§ Work instructions:
Restate every record that follows, keeping it exact.

§ Excerpted data:

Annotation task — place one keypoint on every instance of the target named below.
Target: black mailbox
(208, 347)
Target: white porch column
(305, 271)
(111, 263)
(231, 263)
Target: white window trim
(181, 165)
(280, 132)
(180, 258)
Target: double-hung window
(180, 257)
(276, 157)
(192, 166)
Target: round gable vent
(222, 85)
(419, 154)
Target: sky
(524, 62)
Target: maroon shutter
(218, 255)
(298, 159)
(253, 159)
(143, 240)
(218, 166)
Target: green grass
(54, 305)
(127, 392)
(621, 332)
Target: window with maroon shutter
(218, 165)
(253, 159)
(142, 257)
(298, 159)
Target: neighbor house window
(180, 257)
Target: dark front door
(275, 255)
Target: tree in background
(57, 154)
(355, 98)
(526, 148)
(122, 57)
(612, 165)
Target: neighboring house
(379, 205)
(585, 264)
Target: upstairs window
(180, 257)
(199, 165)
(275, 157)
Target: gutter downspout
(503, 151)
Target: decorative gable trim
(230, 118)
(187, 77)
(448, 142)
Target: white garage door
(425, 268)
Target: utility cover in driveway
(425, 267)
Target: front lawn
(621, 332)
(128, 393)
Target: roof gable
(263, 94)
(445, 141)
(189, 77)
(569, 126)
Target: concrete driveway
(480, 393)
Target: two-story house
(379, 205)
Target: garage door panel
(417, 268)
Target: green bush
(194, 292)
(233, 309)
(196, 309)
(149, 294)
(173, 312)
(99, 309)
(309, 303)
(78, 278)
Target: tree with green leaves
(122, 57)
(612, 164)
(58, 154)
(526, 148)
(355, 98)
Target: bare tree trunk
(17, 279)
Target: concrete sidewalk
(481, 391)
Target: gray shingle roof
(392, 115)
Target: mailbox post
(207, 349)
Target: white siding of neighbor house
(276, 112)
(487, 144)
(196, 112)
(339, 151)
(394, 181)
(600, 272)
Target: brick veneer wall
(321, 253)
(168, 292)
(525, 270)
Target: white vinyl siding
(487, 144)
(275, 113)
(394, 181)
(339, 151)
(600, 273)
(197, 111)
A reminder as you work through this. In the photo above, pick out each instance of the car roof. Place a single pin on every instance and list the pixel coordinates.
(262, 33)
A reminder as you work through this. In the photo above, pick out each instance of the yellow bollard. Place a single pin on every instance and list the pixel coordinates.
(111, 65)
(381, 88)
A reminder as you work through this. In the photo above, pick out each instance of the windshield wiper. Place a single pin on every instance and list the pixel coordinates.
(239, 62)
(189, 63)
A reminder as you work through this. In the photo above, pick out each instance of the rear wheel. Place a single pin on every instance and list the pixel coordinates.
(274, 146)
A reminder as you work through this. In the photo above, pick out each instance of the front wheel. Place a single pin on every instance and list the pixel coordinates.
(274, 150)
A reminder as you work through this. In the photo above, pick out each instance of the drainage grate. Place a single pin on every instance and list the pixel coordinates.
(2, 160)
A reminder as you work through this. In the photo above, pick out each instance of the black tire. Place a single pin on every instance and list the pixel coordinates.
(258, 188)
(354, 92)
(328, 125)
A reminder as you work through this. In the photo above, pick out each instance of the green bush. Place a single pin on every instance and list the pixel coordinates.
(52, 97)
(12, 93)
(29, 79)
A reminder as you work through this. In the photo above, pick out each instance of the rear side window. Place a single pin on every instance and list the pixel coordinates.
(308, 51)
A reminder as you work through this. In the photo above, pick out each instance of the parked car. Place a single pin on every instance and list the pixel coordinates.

§ Answer box:
Annotation task — place one keypoint on every instance of the target named below.
Target: black mailbox
(208, 347)
Target: white porch column
(305, 271)
(111, 263)
(231, 263)
Target: white window trim
(181, 165)
(280, 132)
(180, 258)
Target: double-hung window
(180, 257)
(276, 157)
(192, 166)
Target: round gable vent
(222, 85)
(419, 154)
Target: sky
(524, 62)
Target: maroon shutter
(218, 255)
(298, 159)
(253, 159)
(143, 240)
(218, 166)
Target: green grass
(54, 305)
(127, 392)
(621, 332)
Target: window with maroon shutter
(218, 165)
(253, 159)
(142, 257)
(298, 159)
Target: neighbor house window
(180, 257)
Target: dark front door
(275, 255)
Target: tree in background
(57, 154)
(355, 98)
(526, 148)
(122, 57)
(612, 165)
Target: neighboring house
(379, 205)
(585, 264)
Target: upstairs window
(180, 257)
(199, 165)
(275, 157)
Target: gutter downspout
(503, 151)
Target: decorative gable trim
(230, 118)
(187, 77)
(448, 142)
Target: white garage door
(425, 268)
Target: utility cover in driveway
(425, 267)
Target: front lawn
(621, 332)
(128, 393)
Target: roof gable
(263, 94)
(445, 141)
(189, 77)
(569, 126)
Target: concrete driveway
(480, 393)
Target: two-story house
(379, 205)
Target: garage door panel
(417, 268)
Target: green bush
(194, 292)
(233, 309)
(196, 309)
(149, 294)
(173, 312)
(99, 309)
(309, 303)
(78, 278)
Target: tree with green leaves
(122, 57)
(612, 164)
(58, 154)
(526, 148)
(355, 98)
Target: bare tree trunk
(17, 279)
Target: concrete sidewalk
(481, 391)
Target: gray shingle roof
(392, 115)
Target: mailbox post
(207, 349)
Target: white siding of neighbor house
(276, 112)
(487, 144)
(196, 112)
(339, 151)
(394, 181)
(600, 272)
Target: brick veneer wall
(321, 253)
(168, 292)
(525, 270)
Target: white vinyl siding
(487, 144)
(275, 113)
(394, 181)
(339, 151)
(600, 273)
(197, 111)
A reminder as you work through this. In the photo above, pick out each instance of the car roof. Place a single pin on every instance and list the pixel coordinates.
(262, 33)
A reminder as you work through this. In the photo above, pick out each instance of the yellow bollard. Place a single pin on every instance and list the pixel coordinates.
(111, 65)
(381, 88)
A reminder as you work through this. In the photo above, pick out each instance of the windshield wiper. Place a single pin on every instance and list the pixel coordinates.
(239, 62)
(189, 63)
A reminder as you work through this. In the photo above, pick out each instance of the rear wheel. Place a single pin on every instance and list the pixel coordinates.
(274, 146)
A reminder as you work through this. In the photo above, pick out each instance of the front wheel. Place a single pin on every instance and list the pixel coordinates.
(274, 150)
A reminder as you work through this. In the photo above, pick out each instance of the drainage grate. Place a single pin on every instance and list the pixel coordinates.
(2, 160)
A reminder as you work through this. In the photo above, pick out each instance of the black tire. Place a single pin on every instance and list the pixel coordinates.
(258, 188)
(354, 92)
(328, 125)
A reminder as you work through this. In the photo above, pick out each instance of the green bush. Place a single pin on every instance and list the pixel coordinates.
(52, 97)
(12, 93)
(29, 79)
A reminder as you work through this. In the photo above, pick out each instance of the rear side window. Place a single pin on every instance and list the pixel coordinates.
(308, 51)
A reminder as you work through this. In the photo above, pick out each instance of the parked car. Place a single pin on every instance and list the pixel coordinates.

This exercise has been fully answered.